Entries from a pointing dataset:
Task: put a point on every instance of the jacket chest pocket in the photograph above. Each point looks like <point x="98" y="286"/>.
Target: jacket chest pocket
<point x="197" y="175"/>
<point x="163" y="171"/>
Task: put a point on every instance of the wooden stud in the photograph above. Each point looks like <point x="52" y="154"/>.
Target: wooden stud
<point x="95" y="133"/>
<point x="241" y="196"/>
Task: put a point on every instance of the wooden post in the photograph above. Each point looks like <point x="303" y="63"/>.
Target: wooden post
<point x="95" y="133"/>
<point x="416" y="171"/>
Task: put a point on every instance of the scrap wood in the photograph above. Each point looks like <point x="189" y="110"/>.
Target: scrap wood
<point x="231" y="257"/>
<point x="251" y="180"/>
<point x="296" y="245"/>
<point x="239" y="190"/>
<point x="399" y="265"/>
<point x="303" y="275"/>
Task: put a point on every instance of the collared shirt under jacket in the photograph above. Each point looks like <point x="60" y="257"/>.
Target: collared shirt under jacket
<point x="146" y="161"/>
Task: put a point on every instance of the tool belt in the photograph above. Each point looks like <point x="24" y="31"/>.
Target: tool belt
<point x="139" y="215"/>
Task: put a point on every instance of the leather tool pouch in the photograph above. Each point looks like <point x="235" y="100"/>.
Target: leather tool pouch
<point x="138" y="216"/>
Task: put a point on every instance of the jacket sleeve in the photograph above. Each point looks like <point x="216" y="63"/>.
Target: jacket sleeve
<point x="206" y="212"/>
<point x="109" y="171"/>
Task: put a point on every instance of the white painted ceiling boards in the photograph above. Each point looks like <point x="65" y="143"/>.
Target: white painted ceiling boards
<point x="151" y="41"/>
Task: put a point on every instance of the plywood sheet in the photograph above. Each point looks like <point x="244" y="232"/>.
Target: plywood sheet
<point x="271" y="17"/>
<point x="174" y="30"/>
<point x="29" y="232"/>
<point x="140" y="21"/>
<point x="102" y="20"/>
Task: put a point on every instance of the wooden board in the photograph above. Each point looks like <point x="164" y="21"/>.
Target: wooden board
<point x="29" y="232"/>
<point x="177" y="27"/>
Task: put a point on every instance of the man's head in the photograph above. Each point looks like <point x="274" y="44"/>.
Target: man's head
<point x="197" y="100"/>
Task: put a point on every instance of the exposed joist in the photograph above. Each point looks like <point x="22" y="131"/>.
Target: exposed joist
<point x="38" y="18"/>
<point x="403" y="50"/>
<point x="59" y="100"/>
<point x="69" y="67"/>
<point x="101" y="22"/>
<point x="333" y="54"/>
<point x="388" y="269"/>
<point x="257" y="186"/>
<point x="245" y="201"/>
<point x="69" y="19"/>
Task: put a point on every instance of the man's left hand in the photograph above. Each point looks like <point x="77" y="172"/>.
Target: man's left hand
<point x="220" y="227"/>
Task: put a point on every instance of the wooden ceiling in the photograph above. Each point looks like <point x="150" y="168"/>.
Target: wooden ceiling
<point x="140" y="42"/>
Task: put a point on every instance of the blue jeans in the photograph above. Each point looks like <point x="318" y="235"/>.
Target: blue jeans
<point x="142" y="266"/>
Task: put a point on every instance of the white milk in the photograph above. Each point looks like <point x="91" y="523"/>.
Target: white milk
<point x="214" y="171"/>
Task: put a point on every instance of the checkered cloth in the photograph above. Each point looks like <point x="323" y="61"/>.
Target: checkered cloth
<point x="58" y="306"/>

_Exercise description:_ Copy out all of the lines above word for word.

_Task response:_
Task: put a point on every instance of the jacket chest pocket in the photograph above. Each point looks like <point x="98" y="286"/>.
Target: jacket chest pocket
<point x="197" y="175"/>
<point x="163" y="171"/>
Task: put a point on every instance of the wooden stud in the photograph above. Each point looks like <point x="52" y="154"/>.
Target: wooden stud
<point x="95" y="133"/>
<point x="241" y="196"/>
Task: put a point on every instance of the wooden post in the photograph above. Each point looks like <point x="303" y="63"/>.
Target: wooden post
<point x="95" y="133"/>
<point x="416" y="171"/>
Task: put a point on every instance of the scrap wood in the photograph above. Each point looks like <point x="189" y="110"/>.
Target: scrap wood
<point x="231" y="257"/>
<point x="251" y="180"/>
<point x="296" y="245"/>
<point x="239" y="190"/>
<point x="399" y="265"/>
<point x="303" y="275"/>
Task: put a point on every instance of the collared shirt under jacket in the photograph above. Each point looks like <point x="60" y="257"/>.
Target: collared shirt under jacket
<point x="146" y="161"/>
Task: put a point on every instance of the tool belt in the photograph above. Each point looks like <point x="24" y="31"/>.
Target: tool belt
<point x="139" y="215"/>
Task: put a point on every instance of the leather tool pouch in the photograph above. Each point looks like <point x="235" y="100"/>.
Target: leather tool pouch
<point x="138" y="216"/>
Task: put a point on every instance of the jacket sleeve in the photograph above. Each point looks like <point x="216" y="63"/>.
Target: jacket sleeve
<point x="206" y="212"/>
<point x="109" y="171"/>
Task: put a point on every instance of the white painted ceiling boards in the photograph above. Each point looks like <point x="65" y="143"/>.
Target: white painted ceiling boards
<point x="151" y="41"/>
Task: put a point on every instance of the plywood sheet in the photograph above. Each point looks like <point x="244" y="232"/>.
Target: plywood sheet
<point x="271" y="17"/>
<point x="174" y="30"/>
<point x="29" y="232"/>
<point x="140" y="21"/>
<point x="102" y="20"/>
Task: put a point on every instance of the wooden board in the photograph above. Each point looks like <point x="164" y="21"/>.
Target: wooden board
<point x="29" y="232"/>
<point x="177" y="27"/>
Task: put a point on every instance of the man's head in the photograph above. Each point looks like <point x="274" y="44"/>.
Target: man's head
<point x="197" y="100"/>
Task: put a point on every instance of the exposed joist in the photograph above. Each point looks like <point x="22" y="131"/>.
Target: exposed joist
<point x="38" y="18"/>
<point x="403" y="50"/>
<point x="59" y="100"/>
<point x="69" y="67"/>
<point x="101" y="22"/>
<point x="333" y="54"/>
<point x="388" y="269"/>
<point x="257" y="186"/>
<point x="245" y="201"/>
<point x="69" y="19"/>
Task: put a point on every instance of the man's left hand in the photograph above. Each point looks like <point x="77" y="172"/>.
Target: man's left hand
<point x="220" y="227"/>
Task: put a point on every instance of the wooden ceiling in the photograph above. Each point looks like <point x="150" y="168"/>.
Target: wooden ceiling
<point x="140" y="42"/>
Task: put a point on every instance of the blue jeans in the photograph above. Each point looks like <point x="318" y="235"/>.
Target: blue jeans
<point x="142" y="266"/>
Task: put a point on every instance of the white milk in the photograph above. Each point looks like <point x="91" y="523"/>.
Target: white milk
<point x="214" y="171"/>
Task: put a point on every instance of the checkered cloth in the photograph above. Each point looks like <point x="323" y="61"/>.
Target: checkered cloth
<point x="58" y="306"/>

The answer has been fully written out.